-- What is needed --
Records follow. Print exactly the lines from the one that has "Target: lamp base" through the one that has "Target: gold floral embroidery", inclusive, and omit the pictures.

-- Provided entries --
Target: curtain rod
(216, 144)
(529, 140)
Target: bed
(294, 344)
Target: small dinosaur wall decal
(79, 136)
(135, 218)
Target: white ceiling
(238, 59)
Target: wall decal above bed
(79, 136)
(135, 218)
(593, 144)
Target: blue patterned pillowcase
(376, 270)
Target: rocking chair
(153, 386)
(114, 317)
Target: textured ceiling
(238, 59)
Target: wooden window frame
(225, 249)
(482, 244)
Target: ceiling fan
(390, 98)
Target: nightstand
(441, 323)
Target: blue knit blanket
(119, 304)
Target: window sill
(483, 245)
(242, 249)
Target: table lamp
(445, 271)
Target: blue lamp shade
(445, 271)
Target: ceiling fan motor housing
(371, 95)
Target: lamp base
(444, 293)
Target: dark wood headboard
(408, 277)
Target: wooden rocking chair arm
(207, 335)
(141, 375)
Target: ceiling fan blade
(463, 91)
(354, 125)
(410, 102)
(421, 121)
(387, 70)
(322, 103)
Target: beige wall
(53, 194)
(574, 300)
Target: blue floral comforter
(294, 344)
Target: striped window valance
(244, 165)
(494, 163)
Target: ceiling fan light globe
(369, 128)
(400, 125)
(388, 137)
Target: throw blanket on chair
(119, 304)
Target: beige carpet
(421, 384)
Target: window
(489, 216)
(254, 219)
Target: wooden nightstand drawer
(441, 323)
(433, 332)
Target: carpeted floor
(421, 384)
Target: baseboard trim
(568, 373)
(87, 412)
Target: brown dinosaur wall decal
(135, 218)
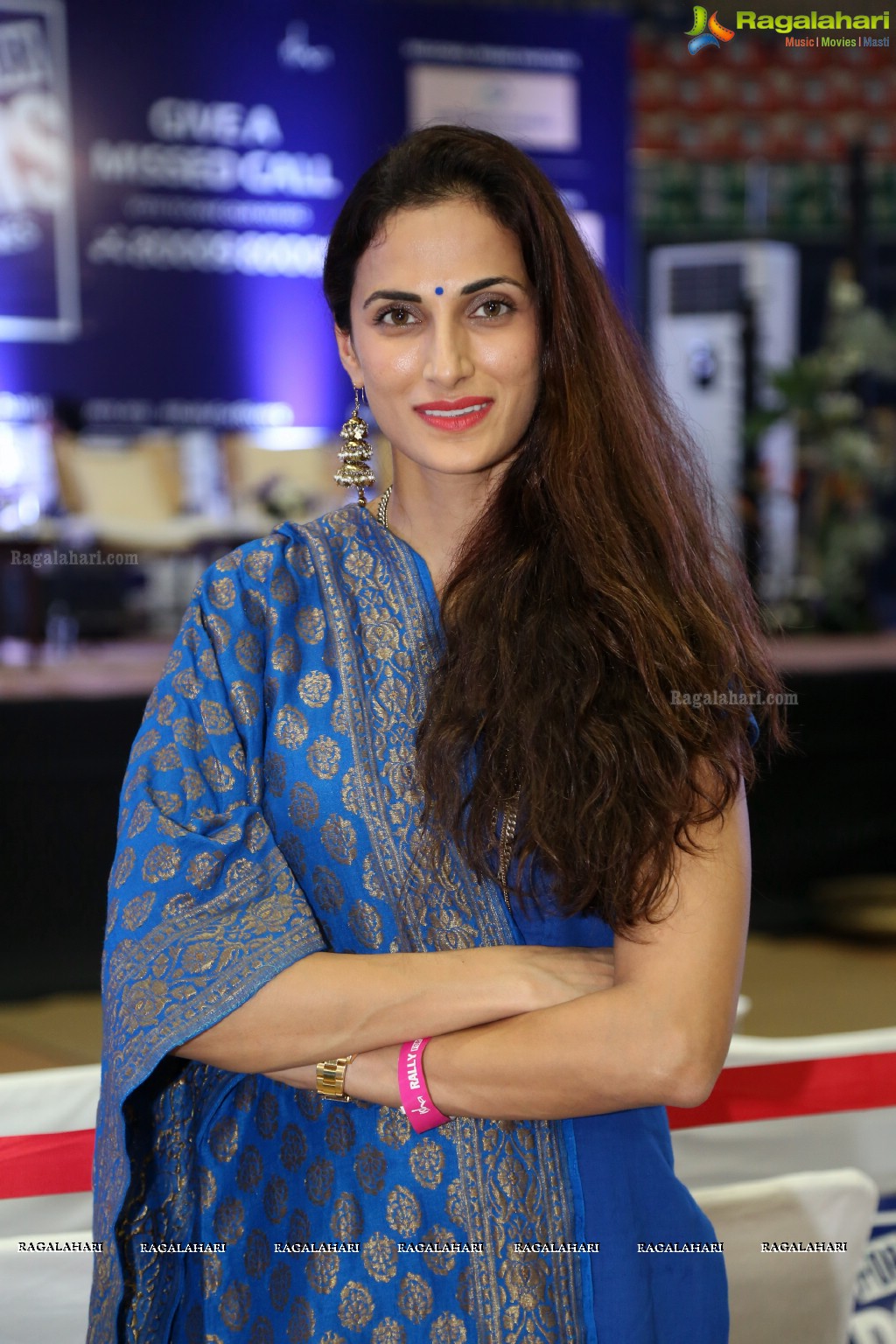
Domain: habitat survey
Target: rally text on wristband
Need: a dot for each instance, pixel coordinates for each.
(418, 1105)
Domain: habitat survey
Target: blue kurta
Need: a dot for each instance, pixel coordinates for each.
(270, 809)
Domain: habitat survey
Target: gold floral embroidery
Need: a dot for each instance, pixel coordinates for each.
(416, 1298)
(321, 1270)
(381, 1256)
(284, 656)
(403, 1211)
(356, 1306)
(326, 890)
(388, 1332)
(283, 586)
(427, 1163)
(222, 593)
(366, 924)
(346, 1221)
(311, 624)
(258, 564)
(290, 726)
(323, 757)
(339, 839)
(316, 689)
(394, 1128)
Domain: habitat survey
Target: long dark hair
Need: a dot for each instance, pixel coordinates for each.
(595, 608)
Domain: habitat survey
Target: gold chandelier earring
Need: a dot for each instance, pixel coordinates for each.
(355, 456)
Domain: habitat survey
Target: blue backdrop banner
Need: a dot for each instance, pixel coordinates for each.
(170, 173)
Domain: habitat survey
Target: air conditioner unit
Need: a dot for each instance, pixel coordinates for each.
(700, 295)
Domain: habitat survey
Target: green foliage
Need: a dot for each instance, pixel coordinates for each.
(844, 461)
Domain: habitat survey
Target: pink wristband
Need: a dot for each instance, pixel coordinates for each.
(418, 1105)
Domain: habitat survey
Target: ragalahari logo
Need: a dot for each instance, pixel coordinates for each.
(702, 38)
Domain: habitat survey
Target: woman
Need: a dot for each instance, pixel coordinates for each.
(464, 727)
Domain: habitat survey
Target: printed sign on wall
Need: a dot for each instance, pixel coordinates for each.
(214, 145)
(39, 288)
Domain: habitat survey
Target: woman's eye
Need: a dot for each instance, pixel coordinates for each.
(494, 306)
(396, 318)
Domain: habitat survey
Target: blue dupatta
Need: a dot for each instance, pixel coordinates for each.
(270, 810)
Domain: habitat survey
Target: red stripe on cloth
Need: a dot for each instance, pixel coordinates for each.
(794, 1088)
(60, 1164)
(46, 1164)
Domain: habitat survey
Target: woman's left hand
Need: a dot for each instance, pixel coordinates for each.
(371, 1075)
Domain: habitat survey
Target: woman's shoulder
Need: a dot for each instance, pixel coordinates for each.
(286, 551)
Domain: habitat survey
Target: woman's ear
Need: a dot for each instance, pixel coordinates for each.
(348, 356)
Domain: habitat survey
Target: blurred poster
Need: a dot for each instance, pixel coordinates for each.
(215, 144)
(39, 295)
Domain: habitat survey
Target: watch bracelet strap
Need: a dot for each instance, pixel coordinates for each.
(331, 1078)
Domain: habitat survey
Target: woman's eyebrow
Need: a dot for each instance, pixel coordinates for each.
(393, 293)
(492, 280)
(404, 298)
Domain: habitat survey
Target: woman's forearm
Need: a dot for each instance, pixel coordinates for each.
(331, 1004)
(605, 1051)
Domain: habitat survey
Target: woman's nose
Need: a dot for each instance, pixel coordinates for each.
(449, 358)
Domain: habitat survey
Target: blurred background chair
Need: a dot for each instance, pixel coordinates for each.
(795, 1296)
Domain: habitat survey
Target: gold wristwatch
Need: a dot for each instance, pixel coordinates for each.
(331, 1078)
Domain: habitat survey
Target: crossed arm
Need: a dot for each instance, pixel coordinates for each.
(522, 1032)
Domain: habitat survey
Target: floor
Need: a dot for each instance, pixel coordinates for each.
(800, 987)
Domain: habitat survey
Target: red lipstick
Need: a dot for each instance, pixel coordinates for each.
(456, 416)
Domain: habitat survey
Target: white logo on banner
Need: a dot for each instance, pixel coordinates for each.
(298, 52)
(37, 191)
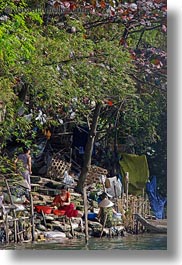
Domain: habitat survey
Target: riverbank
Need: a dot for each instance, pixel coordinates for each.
(28, 220)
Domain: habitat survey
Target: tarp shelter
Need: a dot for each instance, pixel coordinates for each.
(138, 170)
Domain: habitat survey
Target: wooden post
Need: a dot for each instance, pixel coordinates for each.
(127, 186)
(7, 228)
(14, 213)
(105, 219)
(32, 217)
(116, 199)
(86, 213)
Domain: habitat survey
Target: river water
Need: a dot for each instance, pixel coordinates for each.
(131, 242)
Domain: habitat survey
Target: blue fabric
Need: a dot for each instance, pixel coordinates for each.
(156, 201)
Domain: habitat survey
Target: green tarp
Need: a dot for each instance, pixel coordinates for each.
(137, 167)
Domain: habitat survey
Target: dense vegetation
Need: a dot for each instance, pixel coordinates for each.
(95, 63)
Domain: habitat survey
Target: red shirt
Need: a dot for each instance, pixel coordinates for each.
(59, 199)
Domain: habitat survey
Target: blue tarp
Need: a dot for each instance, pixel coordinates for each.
(156, 201)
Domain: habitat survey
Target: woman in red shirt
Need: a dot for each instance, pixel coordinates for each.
(63, 202)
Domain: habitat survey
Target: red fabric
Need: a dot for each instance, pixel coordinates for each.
(70, 210)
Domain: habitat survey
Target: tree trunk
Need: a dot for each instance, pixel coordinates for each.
(89, 148)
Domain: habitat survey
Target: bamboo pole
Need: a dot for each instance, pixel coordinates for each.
(105, 219)
(32, 217)
(7, 228)
(86, 213)
(127, 187)
(14, 213)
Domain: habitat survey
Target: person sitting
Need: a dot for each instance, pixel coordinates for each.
(63, 202)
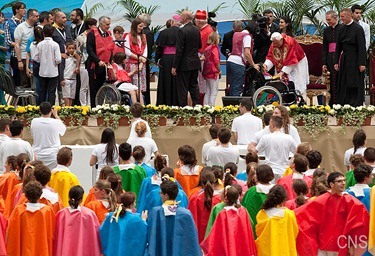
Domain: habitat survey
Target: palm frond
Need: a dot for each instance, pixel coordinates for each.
(248, 7)
(92, 10)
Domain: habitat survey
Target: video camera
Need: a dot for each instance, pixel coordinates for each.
(210, 20)
(261, 20)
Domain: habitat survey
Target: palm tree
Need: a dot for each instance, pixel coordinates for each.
(92, 10)
(134, 9)
(249, 7)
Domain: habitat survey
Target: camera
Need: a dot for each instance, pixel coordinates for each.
(210, 20)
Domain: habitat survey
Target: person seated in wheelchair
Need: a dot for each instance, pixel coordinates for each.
(117, 73)
(289, 60)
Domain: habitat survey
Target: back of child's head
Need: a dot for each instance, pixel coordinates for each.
(12, 162)
(139, 154)
(111, 195)
(213, 38)
(167, 170)
(361, 172)
(170, 188)
(186, 154)
(159, 162)
(105, 171)
(48, 30)
(218, 172)
(275, 197)
(300, 163)
(230, 173)
(303, 148)
(359, 139)
(116, 183)
(118, 29)
(369, 155)
(267, 117)
(251, 156)
(71, 43)
(119, 58)
(125, 151)
(301, 189)
(224, 135)
(136, 109)
(213, 130)
(356, 160)
(315, 158)
(140, 129)
(42, 174)
(127, 199)
(231, 195)
(264, 173)
(33, 191)
(64, 156)
(75, 196)
(251, 174)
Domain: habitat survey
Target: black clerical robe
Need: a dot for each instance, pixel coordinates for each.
(350, 55)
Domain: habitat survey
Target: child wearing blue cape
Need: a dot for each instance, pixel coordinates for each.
(149, 196)
(171, 229)
(124, 232)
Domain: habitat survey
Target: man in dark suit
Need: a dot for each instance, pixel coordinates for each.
(330, 34)
(186, 61)
(146, 18)
(228, 37)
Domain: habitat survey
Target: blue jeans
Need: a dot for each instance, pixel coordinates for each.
(236, 77)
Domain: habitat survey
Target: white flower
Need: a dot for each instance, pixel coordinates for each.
(336, 106)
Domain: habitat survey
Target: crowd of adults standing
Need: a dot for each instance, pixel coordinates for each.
(187, 55)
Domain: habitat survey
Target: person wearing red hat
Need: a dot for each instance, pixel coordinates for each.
(205, 31)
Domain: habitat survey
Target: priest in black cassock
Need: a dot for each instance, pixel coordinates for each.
(350, 61)
(330, 34)
(165, 51)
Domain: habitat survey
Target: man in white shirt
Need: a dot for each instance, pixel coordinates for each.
(46, 132)
(224, 152)
(21, 35)
(245, 126)
(236, 63)
(137, 110)
(16, 145)
(276, 146)
(212, 143)
(49, 56)
(357, 14)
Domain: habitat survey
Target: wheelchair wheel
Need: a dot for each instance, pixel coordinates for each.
(267, 95)
(108, 94)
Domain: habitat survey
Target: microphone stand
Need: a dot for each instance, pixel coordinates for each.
(138, 62)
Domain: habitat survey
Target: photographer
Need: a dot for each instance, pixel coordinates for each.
(262, 41)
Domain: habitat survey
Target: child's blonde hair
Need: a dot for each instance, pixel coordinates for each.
(213, 38)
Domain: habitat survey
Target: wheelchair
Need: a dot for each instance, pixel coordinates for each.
(109, 94)
(270, 91)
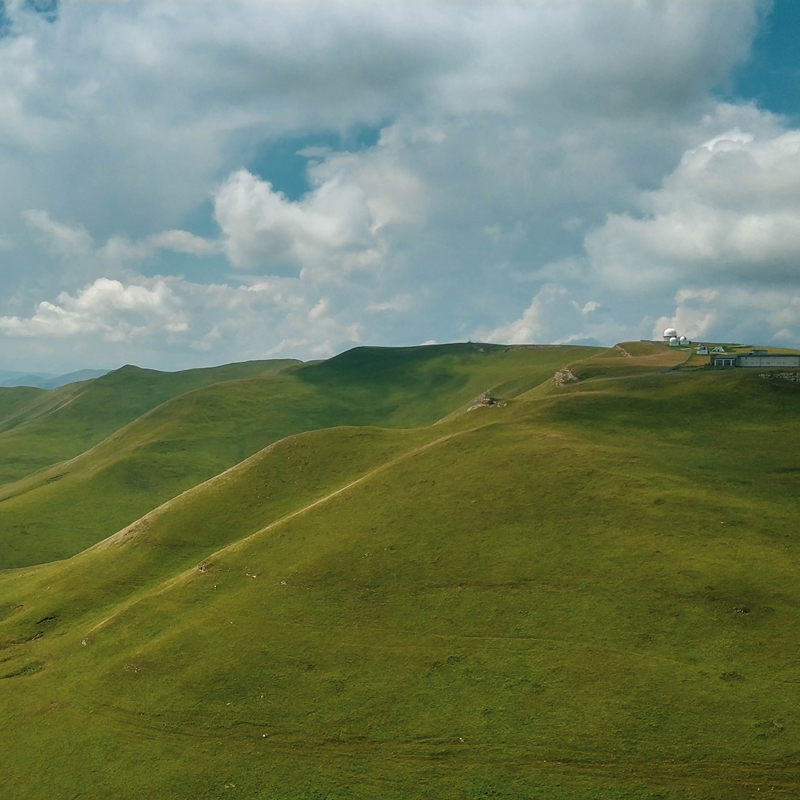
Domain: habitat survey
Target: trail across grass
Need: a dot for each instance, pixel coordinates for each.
(590, 592)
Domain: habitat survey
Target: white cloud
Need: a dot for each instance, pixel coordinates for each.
(107, 307)
(507, 132)
(331, 226)
(731, 208)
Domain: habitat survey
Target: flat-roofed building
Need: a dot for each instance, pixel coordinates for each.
(755, 358)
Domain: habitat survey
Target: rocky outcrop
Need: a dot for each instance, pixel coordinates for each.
(564, 376)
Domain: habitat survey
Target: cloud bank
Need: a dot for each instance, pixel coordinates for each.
(516, 171)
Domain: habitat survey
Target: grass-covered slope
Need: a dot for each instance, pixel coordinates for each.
(39, 428)
(59, 511)
(589, 593)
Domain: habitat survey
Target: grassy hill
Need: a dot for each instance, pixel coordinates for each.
(589, 592)
(40, 427)
(61, 510)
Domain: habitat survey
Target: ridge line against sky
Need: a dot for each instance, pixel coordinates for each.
(195, 183)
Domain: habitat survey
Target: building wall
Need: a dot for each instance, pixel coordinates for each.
(769, 361)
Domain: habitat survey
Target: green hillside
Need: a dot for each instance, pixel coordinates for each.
(62, 510)
(39, 427)
(589, 592)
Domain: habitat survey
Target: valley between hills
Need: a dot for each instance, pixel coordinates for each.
(467, 572)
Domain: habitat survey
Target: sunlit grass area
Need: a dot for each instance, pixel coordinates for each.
(590, 591)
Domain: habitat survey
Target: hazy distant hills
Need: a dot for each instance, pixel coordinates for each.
(462, 572)
(46, 380)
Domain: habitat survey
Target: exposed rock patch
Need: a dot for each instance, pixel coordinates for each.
(486, 400)
(564, 376)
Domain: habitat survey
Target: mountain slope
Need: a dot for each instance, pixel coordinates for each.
(590, 592)
(61, 510)
(51, 426)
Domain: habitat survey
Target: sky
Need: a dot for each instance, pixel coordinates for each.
(193, 183)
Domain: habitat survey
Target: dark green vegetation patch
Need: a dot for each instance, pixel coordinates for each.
(418, 573)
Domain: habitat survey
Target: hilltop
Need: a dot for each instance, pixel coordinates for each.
(360, 582)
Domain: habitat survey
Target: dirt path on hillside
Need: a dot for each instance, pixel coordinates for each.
(240, 543)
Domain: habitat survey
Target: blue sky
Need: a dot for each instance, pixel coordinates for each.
(185, 184)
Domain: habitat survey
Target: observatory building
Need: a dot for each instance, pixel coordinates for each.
(674, 339)
(755, 358)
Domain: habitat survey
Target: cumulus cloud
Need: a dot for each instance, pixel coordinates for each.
(729, 211)
(107, 307)
(507, 132)
(261, 227)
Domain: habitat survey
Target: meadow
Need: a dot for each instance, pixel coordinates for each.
(348, 580)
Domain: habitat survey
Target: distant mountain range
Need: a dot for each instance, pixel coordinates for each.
(44, 380)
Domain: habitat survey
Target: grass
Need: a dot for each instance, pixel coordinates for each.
(591, 592)
(39, 427)
(63, 509)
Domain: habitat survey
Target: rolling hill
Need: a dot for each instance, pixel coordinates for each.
(589, 589)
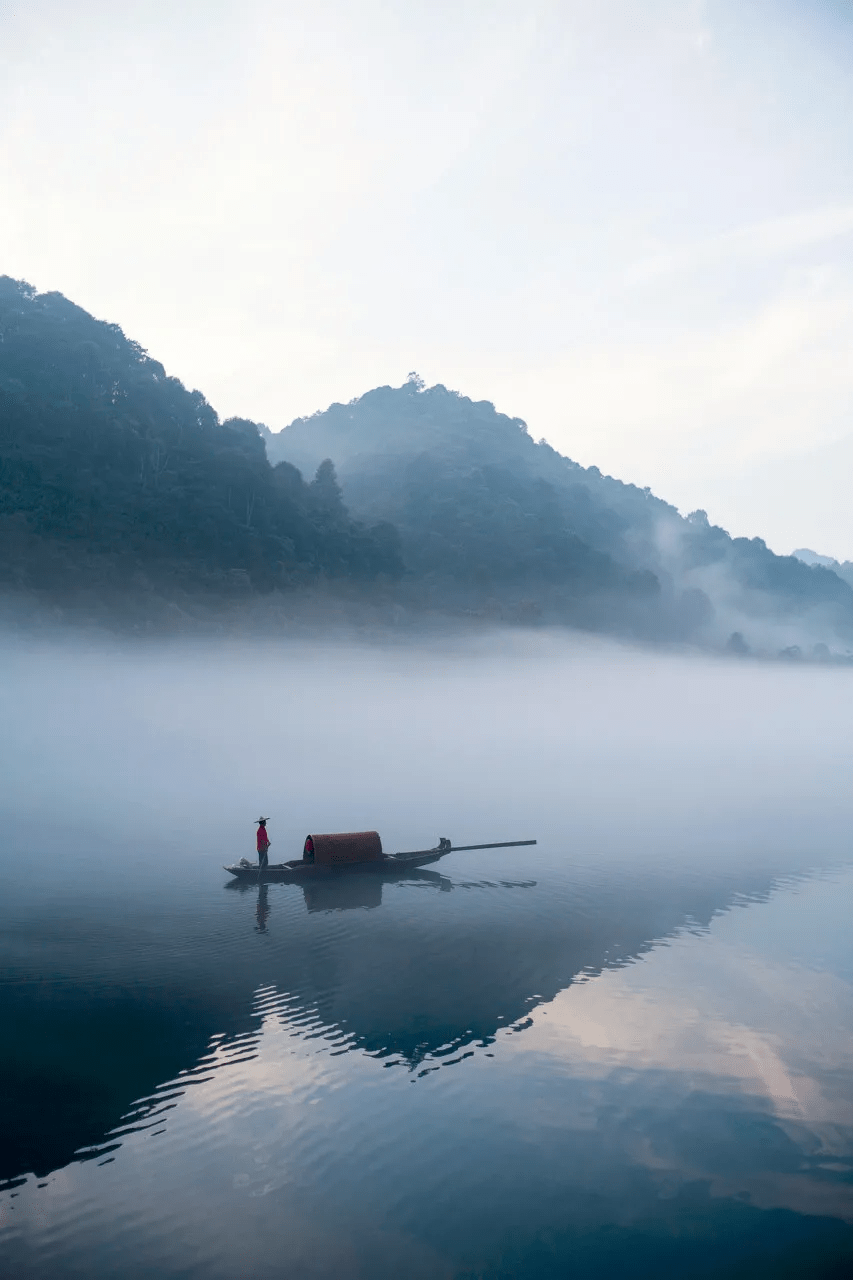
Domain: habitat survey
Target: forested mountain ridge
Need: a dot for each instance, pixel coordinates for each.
(479, 503)
(112, 471)
(114, 475)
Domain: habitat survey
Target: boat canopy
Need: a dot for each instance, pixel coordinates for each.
(345, 848)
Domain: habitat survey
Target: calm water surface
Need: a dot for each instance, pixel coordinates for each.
(624, 1052)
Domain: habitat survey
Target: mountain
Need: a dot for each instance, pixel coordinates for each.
(486, 513)
(113, 474)
(843, 568)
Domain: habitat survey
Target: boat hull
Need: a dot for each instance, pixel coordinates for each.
(297, 871)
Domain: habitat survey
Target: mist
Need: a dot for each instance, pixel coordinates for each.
(172, 746)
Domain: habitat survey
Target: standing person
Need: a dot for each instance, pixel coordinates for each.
(263, 842)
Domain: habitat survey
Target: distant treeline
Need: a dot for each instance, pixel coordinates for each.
(114, 475)
(113, 471)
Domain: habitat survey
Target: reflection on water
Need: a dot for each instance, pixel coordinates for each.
(637, 1063)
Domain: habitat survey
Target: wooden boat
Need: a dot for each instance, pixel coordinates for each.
(351, 851)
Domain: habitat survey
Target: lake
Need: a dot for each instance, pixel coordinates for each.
(626, 1051)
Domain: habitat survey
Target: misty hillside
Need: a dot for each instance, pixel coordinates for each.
(484, 511)
(113, 474)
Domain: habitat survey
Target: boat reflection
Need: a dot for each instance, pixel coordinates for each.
(422, 968)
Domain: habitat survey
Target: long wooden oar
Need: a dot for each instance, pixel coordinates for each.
(455, 849)
(505, 844)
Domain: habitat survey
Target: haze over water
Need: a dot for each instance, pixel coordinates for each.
(625, 1051)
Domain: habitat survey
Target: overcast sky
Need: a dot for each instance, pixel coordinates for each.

-- Response area --
Target: lamp base
(444, 293)
Target: dark wood headboard
(408, 277)
Target: wooden rocking chair arm
(207, 335)
(141, 375)
Target: ceiling fan blade
(463, 91)
(354, 125)
(410, 102)
(421, 121)
(387, 70)
(322, 103)
Target: beige wall
(53, 194)
(574, 300)
Target: blue floral comforter
(294, 344)
Target: striped window valance
(244, 165)
(494, 163)
Target: ceiling fan light globe
(369, 128)
(400, 125)
(388, 137)
Target: throw blanket on chair
(119, 304)
Target: beige carpet
(421, 384)
Target: window
(489, 216)
(254, 219)
Target: wooden nightstand drawer
(441, 323)
(433, 332)
Target: carpeted floor
(421, 384)
Target: baseboard trim
(568, 373)
(87, 412)
Target: brown dinosaur wall decal
(135, 218)
Domain: habitat survey
Target: rally text on wristband
Need: a dot for each instance, pixel coordinates for each.
(418, 1105)
Domain: habitat survey
Target: blue kurta
Need: a dot for each instance, pixel coordinates for each.
(270, 809)
Domain: habitat survey
Target: gold floral embroidery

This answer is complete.